(The records begins)
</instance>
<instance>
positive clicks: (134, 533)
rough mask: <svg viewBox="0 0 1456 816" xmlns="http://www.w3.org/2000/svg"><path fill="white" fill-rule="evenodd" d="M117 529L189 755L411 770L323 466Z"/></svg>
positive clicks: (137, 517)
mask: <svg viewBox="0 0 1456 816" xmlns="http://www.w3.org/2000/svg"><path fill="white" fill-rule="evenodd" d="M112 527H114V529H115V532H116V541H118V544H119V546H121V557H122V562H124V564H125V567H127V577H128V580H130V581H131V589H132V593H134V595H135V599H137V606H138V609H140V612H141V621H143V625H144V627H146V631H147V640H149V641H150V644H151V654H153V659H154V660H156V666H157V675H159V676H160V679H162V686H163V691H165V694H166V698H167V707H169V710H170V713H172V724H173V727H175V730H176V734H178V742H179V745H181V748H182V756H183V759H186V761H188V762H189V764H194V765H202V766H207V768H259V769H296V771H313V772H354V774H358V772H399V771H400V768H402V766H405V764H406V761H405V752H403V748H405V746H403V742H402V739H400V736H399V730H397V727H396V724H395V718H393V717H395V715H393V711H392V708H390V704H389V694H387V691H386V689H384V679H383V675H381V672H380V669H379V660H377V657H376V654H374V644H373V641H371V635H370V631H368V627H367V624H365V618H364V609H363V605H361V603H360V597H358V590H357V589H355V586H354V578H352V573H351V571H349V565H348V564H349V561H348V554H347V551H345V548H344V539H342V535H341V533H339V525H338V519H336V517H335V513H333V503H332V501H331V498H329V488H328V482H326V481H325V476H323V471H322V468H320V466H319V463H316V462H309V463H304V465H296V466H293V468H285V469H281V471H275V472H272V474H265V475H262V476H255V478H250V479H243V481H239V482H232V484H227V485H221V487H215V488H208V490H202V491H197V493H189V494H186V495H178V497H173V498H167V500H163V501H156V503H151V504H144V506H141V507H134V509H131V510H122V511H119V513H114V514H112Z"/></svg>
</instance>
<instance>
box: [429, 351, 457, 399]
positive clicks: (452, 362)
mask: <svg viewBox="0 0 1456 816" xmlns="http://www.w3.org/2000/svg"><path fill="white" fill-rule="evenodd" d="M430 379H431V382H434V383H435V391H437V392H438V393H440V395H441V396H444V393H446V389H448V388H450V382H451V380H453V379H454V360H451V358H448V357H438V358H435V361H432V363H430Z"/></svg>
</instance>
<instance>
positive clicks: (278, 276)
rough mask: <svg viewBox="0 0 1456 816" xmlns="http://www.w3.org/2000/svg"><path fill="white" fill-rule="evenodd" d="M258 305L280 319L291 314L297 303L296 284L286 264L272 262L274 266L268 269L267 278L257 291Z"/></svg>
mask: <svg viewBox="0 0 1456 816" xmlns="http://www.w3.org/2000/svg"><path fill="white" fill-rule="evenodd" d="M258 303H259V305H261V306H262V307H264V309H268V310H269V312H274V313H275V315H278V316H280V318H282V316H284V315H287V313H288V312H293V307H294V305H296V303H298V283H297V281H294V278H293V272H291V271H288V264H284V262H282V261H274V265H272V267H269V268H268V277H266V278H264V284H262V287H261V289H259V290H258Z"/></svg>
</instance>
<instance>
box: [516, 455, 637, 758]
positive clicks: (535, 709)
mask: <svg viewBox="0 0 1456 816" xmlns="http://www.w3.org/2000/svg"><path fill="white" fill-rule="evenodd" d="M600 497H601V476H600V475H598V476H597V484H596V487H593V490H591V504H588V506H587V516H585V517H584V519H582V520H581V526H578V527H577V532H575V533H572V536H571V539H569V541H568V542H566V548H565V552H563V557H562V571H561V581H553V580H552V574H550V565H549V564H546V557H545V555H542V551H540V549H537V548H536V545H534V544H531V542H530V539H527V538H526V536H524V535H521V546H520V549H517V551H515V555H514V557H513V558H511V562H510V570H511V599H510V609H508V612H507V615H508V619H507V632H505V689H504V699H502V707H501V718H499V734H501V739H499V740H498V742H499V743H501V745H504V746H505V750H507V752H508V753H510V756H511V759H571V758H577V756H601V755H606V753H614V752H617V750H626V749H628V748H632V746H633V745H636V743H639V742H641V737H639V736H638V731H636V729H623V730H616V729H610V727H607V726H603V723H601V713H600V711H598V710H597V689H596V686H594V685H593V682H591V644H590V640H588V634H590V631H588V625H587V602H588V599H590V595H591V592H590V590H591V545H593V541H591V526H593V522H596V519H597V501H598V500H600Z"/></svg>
(The records ends)
Only the lines above from the line containing "positive clicks: (452, 362)" through the line containing "box: [516, 455, 637, 758]" should be retyped, exactly and with both ends included.

positive clicks: (452, 362)
mask: <svg viewBox="0 0 1456 816" xmlns="http://www.w3.org/2000/svg"><path fill="white" fill-rule="evenodd" d="M430 379H431V382H434V383H435V391H437V392H438V393H440V395H441V396H444V393H446V389H448V388H450V382H451V380H453V379H454V360H451V358H448V357H438V358H435V361H432V363H430Z"/></svg>
</instance>
<instance>
positive clicks: (278, 276)
rough mask: <svg viewBox="0 0 1456 816" xmlns="http://www.w3.org/2000/svg"><path fill="white" fill-rule="evenodd" d="M258 305L280 319L291 314L297 303L296 284L286 264L272 262L274 266L268 269L267 278L257 291Z"/></svg>
mask: <svg viewBox="0 0 1456 816" xmlns="http://www.w3.org/2000/svg"><path fill="white" fill-rule="evenodd" d="M258 303H259V305H261V306H262V307H264V309H268V310H269V312H274V313H275V315H278V316H280V318H282V316H284V315H287V313H288V312H293V307H294V305H296V303H298V283H297V281H294V278H293V272H291V271H288V264H284V262H282V261H274V265H272V267H269V268H268V277H266V278H264V284H262V287H261V289H259V290H258Z"/></svg>
</instance>
<instance>
box: [516, 455, 637, 758]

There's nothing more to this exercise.